[STATED GOAL] Transcribe all of the rows below word for word, leaving the pictures out of your answer.

[INPUT]

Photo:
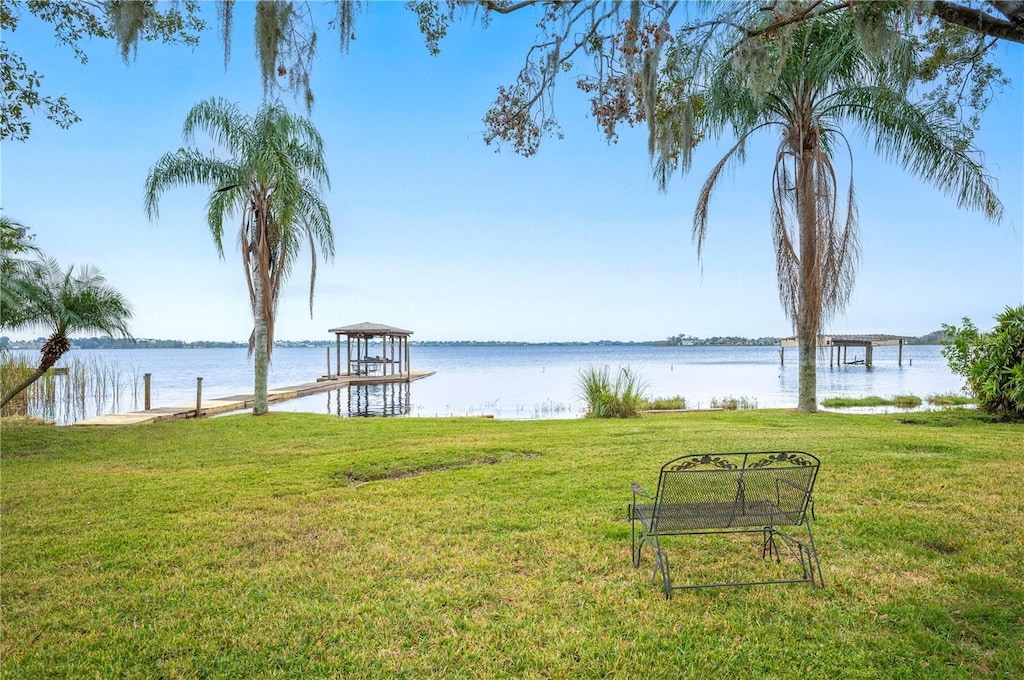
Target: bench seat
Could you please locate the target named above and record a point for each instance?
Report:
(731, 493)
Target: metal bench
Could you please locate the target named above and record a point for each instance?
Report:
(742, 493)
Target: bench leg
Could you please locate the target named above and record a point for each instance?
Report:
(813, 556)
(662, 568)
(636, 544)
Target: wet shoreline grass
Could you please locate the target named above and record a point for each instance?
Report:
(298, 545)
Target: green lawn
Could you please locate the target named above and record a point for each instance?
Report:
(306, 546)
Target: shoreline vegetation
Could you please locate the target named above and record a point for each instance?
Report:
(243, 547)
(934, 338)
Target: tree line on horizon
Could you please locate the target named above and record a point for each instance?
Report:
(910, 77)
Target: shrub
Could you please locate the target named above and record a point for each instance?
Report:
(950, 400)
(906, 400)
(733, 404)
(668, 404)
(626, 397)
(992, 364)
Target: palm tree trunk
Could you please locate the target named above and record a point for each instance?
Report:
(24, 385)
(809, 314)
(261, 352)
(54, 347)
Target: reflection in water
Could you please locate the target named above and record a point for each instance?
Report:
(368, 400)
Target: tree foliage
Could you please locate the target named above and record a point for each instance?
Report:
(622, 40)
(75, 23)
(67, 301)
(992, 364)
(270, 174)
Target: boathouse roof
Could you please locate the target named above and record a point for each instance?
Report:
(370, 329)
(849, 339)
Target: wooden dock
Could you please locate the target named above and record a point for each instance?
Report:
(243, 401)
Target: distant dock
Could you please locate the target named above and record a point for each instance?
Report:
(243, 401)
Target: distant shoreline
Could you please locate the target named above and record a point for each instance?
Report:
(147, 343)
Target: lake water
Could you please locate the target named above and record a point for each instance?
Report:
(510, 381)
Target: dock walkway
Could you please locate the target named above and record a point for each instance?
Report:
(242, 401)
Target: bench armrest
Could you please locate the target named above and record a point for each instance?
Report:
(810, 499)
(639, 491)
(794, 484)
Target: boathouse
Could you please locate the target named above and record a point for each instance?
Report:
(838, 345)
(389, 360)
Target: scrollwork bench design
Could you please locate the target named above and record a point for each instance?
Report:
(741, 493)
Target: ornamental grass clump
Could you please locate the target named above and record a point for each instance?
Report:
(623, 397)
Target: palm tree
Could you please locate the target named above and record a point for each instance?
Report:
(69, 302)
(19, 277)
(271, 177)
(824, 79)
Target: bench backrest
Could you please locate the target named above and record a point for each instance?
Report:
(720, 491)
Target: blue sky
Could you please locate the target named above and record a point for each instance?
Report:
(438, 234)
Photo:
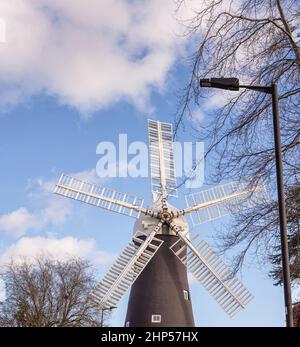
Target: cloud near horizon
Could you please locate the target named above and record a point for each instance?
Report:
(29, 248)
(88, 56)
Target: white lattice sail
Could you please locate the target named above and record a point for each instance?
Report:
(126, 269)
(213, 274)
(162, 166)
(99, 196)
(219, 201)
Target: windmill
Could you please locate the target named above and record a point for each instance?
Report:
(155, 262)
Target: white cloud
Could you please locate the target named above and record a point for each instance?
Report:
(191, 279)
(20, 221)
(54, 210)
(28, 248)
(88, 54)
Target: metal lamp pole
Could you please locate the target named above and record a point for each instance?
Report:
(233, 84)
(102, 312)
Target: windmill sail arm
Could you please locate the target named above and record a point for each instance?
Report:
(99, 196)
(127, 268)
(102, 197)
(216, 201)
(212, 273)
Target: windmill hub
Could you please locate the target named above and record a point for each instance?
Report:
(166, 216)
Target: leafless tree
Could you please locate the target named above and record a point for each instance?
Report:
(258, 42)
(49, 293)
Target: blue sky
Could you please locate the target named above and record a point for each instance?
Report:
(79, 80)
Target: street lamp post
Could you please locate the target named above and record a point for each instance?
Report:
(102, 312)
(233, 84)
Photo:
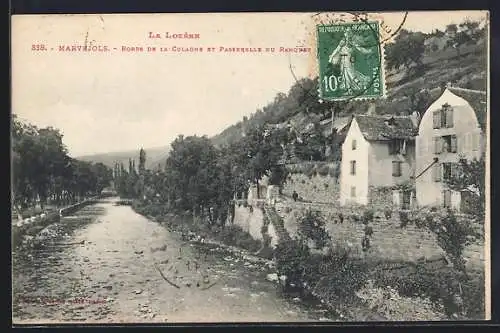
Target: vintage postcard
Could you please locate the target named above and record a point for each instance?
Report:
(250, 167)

[RESULT BELOW]
Photo:
Target: bench seat
Could you please locate the target named above and record a point for each instance?
Report:
(731, 493)
Target: metal bench
Could you please locate the target named above and record a point for each instance?
Report:
(742, 493)
Target: bench leg
Could you please locate the target named above and record a point for each instance?
Report:
(813, 556)
(662, 568)
(636, 544)
Target: wet shoreline grass
Could you please locate the target named above and record a point for each instance?
Report:
(298, 545)
Target: green lawn
Could you please locate the target named above and record a point for each instance?
Report:
(306, 546)
Target: shoreline vegetation
Could you please locate the target named above and record a point for each instance?
Report:
(243, 547)
(934, 338)
Target: tree line on horizon
Could you please locate the target named above and record a point for each instance?
Report:
(910, 77)
Target: shrub
Could you please locate the target named above and record a point for each instance?
Report:
(950, 400)
(906, 400)
(733, 404)
(668, 404)
(626, 397)
(992, 364)
Target: palm tree trunk
Could you please locate the target named above and record a point for each instance?
Report:
(24, 385)
(809, 314)
(261, 352)
(54, 347)
Target: reflection in water
Could you please locate the target named above and record a point for each instance?
Report:
(368, 400)
Target: tree foliage
Could you please locate the target named above and record a point for each instance?
Report:
(622, 40)
(75, 23)
(67, 301)
(992, 364)
(270, 174)
Target: boathouse roof
Could you please locate the target named above and record a point for each instance?
Report:
(370, 329)
(849, 339)
Target: wooden dock
Could you please locate the target named above and record a point for each instance?
Report:
(243, 401)
Target: distant dock
Could you please locate the target named above and record a point for each instance?
Report:
(243, 401)
Target: distant shoreline
Could you please locate the target named above and record a point for each instance?
Report:
(147, 343)
Target: lake water
Could you please locate the target named above and record a point for each instance?
Report:
(510, 381)
Target: dock walkway
Could you please locate the target named above and record a point for each instance?
Report:
(242, 401)
Target: bench armrest
Could you please locate the target named above and record a point for each instance?
Report:
(810, 499)
(639, 491)
(794, 484)
Target: boathouse
Could you please locate the target named above and record a point for each instance?
Report:
(838, 345)
(389, 360)
Target: scrollwork bench design
Could you please locate the target named above and record a point for each instance?
Report:
(741, 493)
Target: ornamental grass clump
Could you please locate the target named above and record a point for each instance?
Report:
(623, 397)
Target: palm tree
Could you please locate the target named above and record a point for each instance?
Report:
(69, 302)
(19, 277)
(271, 177)
(824, 79)
Target: bench backrest
Could you please locate the target named above and record a point for each instance?
Report:
(720, 491)
Target: blue sky
Could you please locate the target named above and record a point for each instance?
Report:
(438, 234)
Photo:
Target: cloud near horizon
Could you please locate the target named above and record a point for each instance?
Report:
(29, 248)
(88, 56)
Target: white lattice sail
Could you please locate the target named above and record a point for each instance?
Report:
(126, 269)
(213, 274)
(162, 166)
(99, 196)
(219, 201)
Target: windmill
Could you please locate the target named above and record a point for each instance?
Report:
(155, 262)
Target: white cloud
Could you please locate the target named above and record a point for each instance?
Report:
(191, 279)
(20, 221)
(54, 210)
(28, 248)
(88, 54)
Target: metal lamp pole
Could you please locate the target named above and record a point for each instance?
Report:
(233, 84)
(102, 312)
Target: windmill sail arm
Could you please locate the target named above and record a point for each instance?
Report:
(99, 196)
(127, 268)
(102, 197)
(216, 201)
(212, 273)
Target: windmill hub
Could you please locate the target named above and record a point for each instance?
Report:
(166, 216)
Target: leafless tree
Could you please locate the target named above and record a point for each instance?
Report:
(258, 42)
(49, 293)
Target: blue sky
Could you please locate the target named above and record a point for each instance?
Report:
(79, 80)
Target: street lamp post
Could you please locate the target named above and record a point for each instance?
Report:
(102, 312)
(233, 84)
Photo:
Target: vintage postcard
Could you please locate the target named above and record a point for each instance?
Report:
(250, 167)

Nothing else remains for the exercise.